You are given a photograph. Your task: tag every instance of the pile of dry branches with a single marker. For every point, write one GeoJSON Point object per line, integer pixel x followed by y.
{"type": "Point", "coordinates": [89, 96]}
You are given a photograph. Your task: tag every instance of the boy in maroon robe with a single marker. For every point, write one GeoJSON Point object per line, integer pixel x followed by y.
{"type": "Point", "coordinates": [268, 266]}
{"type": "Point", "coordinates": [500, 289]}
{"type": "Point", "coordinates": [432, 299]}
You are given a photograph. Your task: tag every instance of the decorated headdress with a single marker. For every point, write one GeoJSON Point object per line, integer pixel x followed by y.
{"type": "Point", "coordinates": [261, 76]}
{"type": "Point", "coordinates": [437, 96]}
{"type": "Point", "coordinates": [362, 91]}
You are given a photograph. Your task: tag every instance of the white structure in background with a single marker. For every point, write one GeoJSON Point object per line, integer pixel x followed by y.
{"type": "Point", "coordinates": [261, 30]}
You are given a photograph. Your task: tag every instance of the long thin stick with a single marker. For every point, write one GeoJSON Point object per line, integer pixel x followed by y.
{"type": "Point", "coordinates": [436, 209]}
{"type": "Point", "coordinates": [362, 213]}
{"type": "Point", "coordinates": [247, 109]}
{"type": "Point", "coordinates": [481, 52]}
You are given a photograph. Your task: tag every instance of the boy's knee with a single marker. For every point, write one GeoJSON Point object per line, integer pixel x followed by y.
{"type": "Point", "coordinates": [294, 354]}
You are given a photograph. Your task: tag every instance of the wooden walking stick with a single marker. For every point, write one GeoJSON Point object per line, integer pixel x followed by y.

******

From the line holding "of the white" down to the final line above, quote every line exactly and only those lines.

You are given a photograph. Your task: tag every instance of the white structure in background with a single marker. For every point, write one GeoJSON Point object per line, integer pixel x followed by y.
{"type": "Point", "coordinates": [261, 30]}
You are given a photograph. Your task: tag every instance of the long thin stick with a single marker. For every point, write one GeoJSON Point object per line, integer pixel x followed by y.
{"type": "Point", "coordinates": [436, 209]}
{"type": "Point", "coordinates": [362, 213]}
{"type": "Point", "coordinates": [247, 109]}
{"type": "Point", "coordinates": [481, 52]}
You are given a photograph. Your task: tag every instance of the boy's knee with a single marker. For every point, write one GeoJSON Point object per line, integer pixel x followed by y.
{"type": "Point", "coordinates": [294, 354]}
You are given a photograph. Your task: tag every instance of the wooden walking stick with a single marker. For every point, write one GeoJSON Point object per line, integer pixel x followed by y.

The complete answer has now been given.